>> START Data entries

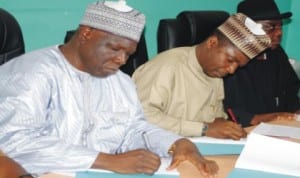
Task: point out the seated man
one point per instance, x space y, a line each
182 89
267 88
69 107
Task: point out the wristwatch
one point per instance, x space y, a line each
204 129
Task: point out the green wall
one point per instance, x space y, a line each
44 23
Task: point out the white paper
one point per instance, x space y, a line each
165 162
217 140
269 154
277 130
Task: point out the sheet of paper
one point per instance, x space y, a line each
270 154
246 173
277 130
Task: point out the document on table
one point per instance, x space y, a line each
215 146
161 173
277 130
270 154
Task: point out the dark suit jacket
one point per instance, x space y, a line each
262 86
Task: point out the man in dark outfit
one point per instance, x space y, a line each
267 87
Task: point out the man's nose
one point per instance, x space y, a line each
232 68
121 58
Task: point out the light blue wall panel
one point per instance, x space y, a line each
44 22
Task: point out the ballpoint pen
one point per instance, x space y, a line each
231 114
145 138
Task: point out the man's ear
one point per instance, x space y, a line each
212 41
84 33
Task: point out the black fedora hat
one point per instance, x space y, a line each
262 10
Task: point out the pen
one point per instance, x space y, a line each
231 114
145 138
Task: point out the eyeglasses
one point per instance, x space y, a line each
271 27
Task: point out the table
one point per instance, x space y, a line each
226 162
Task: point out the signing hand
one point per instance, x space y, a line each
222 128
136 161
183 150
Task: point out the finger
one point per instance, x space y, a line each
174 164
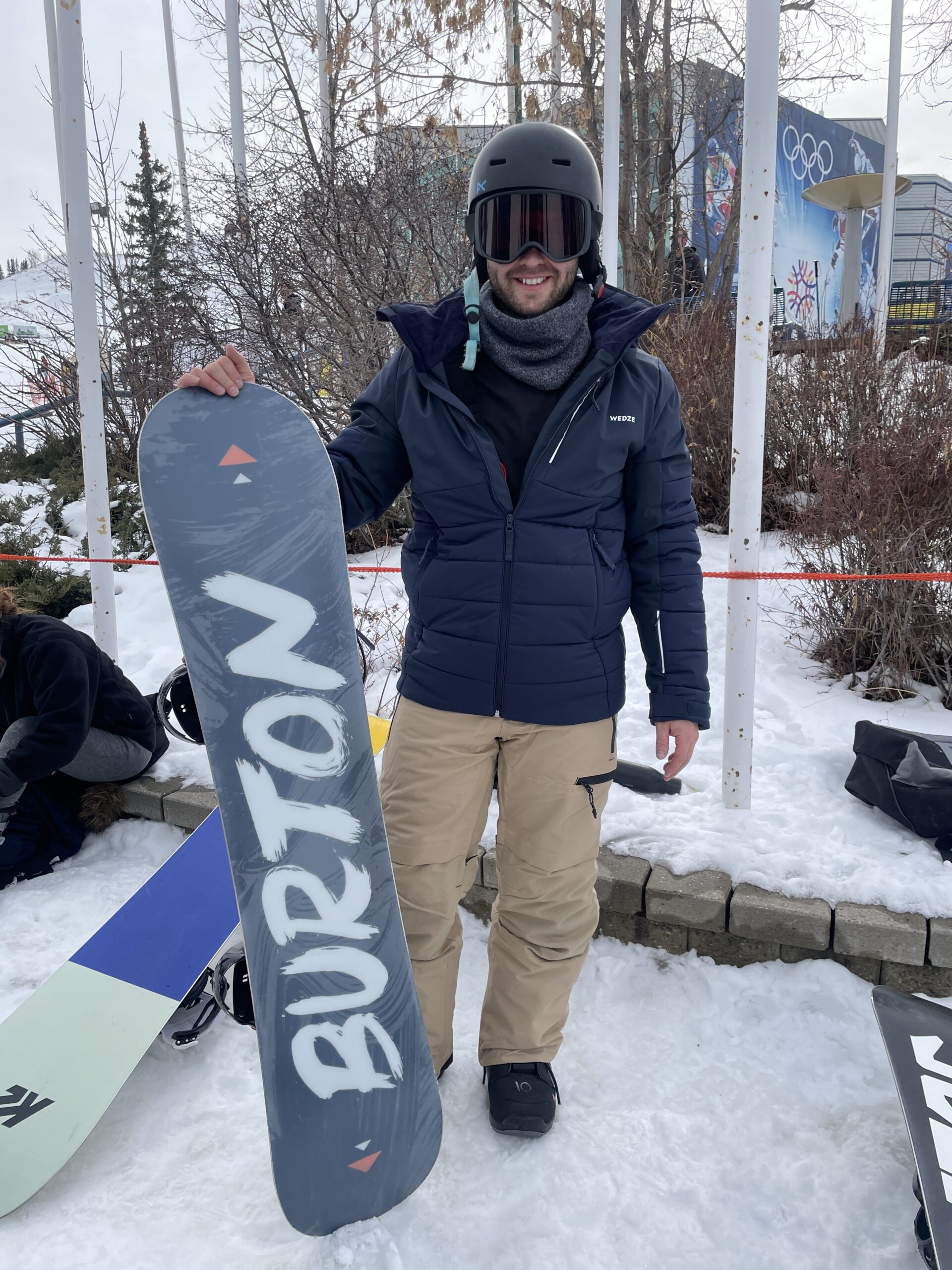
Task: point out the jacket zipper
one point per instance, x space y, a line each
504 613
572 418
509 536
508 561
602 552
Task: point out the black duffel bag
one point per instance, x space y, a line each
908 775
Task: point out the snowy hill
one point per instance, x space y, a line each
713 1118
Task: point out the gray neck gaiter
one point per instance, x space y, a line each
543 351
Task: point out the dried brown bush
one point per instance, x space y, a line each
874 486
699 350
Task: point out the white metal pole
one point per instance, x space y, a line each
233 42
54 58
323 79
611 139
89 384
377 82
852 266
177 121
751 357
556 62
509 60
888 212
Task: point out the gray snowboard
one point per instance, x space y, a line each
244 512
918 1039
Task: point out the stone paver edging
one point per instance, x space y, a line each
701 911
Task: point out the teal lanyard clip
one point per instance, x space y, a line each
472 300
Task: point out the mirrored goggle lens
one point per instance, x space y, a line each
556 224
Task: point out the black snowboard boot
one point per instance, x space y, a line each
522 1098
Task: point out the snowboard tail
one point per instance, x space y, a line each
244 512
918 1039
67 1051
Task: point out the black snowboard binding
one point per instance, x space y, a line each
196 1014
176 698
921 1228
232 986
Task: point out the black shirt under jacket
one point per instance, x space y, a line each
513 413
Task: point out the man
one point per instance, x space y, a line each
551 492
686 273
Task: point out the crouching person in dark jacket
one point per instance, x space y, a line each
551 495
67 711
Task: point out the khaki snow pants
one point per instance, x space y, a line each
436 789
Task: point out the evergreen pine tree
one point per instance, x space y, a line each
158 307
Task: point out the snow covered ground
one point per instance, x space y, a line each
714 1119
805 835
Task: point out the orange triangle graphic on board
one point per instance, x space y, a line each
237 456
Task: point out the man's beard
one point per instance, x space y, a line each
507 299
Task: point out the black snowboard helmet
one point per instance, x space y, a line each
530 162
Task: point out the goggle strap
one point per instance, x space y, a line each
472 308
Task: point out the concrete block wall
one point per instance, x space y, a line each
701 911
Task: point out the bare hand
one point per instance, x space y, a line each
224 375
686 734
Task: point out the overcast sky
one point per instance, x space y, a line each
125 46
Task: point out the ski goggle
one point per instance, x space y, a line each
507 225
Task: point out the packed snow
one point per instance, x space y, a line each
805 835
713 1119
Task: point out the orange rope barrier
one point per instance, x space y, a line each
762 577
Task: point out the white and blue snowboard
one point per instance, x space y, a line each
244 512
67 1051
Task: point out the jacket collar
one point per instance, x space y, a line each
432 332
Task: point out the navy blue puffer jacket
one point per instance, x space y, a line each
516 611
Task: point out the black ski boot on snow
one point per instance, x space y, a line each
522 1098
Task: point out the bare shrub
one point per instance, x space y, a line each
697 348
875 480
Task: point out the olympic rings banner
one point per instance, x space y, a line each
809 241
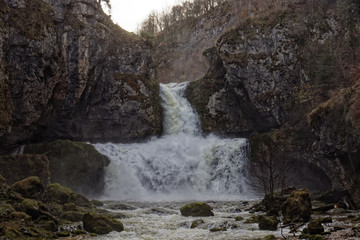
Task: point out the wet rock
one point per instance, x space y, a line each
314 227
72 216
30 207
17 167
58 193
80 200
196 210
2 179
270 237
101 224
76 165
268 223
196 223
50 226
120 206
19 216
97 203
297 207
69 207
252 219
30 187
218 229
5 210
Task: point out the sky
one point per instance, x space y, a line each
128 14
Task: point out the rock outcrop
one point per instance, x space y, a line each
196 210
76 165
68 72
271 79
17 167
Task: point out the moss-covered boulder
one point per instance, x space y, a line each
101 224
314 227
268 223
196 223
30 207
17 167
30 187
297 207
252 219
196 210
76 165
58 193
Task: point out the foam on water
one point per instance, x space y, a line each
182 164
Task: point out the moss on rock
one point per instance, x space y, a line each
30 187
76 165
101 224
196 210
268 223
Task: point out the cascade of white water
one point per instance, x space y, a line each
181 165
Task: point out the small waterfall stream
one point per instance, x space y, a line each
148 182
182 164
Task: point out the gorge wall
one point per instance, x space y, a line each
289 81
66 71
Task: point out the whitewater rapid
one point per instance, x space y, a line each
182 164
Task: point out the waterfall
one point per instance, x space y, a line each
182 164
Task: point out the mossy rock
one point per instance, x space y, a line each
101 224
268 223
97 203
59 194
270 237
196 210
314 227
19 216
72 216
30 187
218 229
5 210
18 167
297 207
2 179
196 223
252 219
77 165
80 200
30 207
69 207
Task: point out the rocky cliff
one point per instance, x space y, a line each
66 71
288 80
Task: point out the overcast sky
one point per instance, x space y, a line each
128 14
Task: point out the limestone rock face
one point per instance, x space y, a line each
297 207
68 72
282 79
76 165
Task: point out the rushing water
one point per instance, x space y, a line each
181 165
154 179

>> END Data entries

#### Exercise objective
Produce an exact copy of the lines from the line containing "Task: point out the olympic rings banner" through the last line of the records, with no pictures and no other text.

#### The solution
Task: point out the olympic rings banner
one point per instance, x space y, a line each
809 241
Task: point out the wet rock
one point per instance, x space y, a line each
314 227
72 216
30 207
17 167
58 193
80 200
196 210
2 179
270 237
101 224
76 165
268 223
196 223
50 226
120 206
19 216
97 203
297 207
69 207
252 219
30 187
218 229
5 210
Task: point out the sky
one point per instance, x space y, a line each
128 14
Task: point out the rock outcrop
one point per instance, x space y, a line each
196 210
76 165
68 72
271 79
17 167
Task: point out the moss-covered boulder
one point per instance, x space y, a line each
101 224
314 227
268 223
196 223
30 207
17 167
30 187
297 207
252 219
196 210
76 165
58 193
Task: point out the foam on water
one point per instance, x space y, a line each
182 164
Task: point out the moss on rock
one point per instance, x space y, a line each
30 187
76 165
101 224
196 210
268 223
Task: point out the cascade of white water
one point per instance, x space y, a line each
181 165
Task: point out the small waterfall stream
one point per instance, x space y, a line each
148 182
182 164
Task: point out the gorge wall
one point per instance, x space y, a line each
289 81
66 71
Task: point out the whitewater rapid
one point per instance, x space y, a line each
182 164
Task: point out the waterfall
one point per instance, x space y, a line each
182 164
Task: point out the mossy rock
one point per instance, x space y, a line each
101 224
268 223
97 203
59 194
270 237
196 210
314 227
19 216
72 216
30 187
218 229
5 210
18 167
297 207
2 179
196 223
252 219
77 165
80 200
30 207
69 207
Task: point out the rocky cliff
one point per instance, x space y, a line each
66 71
288 80
Task: point out the overcast sky
one point per instance, x space y, a line each
128 14
Task: point out the limestone rock face
one point per instance, x space y, a line each
297 207
68 72
282 79
76 165
Task: point out the rushing water
one point per instance, x space y, a line each
181 165
154 179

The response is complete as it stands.